[SHORT PROBLEM]
Copy out every line of the data that contains the string "target".

---------- SUPPLIED ENTRIES

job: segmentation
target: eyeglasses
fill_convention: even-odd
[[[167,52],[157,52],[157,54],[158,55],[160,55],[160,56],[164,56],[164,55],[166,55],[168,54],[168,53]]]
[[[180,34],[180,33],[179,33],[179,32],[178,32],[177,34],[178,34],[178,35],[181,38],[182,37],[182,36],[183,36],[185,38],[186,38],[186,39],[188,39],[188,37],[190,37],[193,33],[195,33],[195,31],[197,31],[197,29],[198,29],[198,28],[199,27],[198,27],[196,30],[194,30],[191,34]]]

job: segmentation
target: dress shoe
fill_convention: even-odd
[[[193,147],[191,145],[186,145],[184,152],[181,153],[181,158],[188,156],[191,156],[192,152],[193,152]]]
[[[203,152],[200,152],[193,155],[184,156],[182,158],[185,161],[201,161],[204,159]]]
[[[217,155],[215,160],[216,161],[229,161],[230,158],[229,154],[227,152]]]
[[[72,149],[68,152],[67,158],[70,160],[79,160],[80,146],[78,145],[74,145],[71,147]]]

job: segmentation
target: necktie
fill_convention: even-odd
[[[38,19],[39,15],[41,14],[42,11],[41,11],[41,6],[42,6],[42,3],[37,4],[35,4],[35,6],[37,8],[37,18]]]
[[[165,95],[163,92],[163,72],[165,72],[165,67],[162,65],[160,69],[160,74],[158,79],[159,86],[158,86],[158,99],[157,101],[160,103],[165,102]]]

--------------------
---------- SUPPLIED ENTRIES

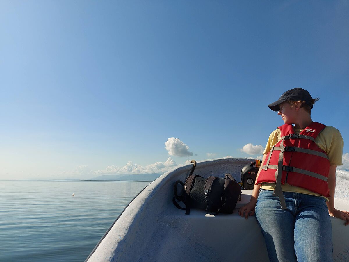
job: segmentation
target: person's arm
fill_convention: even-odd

--------------------

[OUTPUT OF THE TASK]
target: eyeglasses
target: dress shoe
target: necktie
target: person's arm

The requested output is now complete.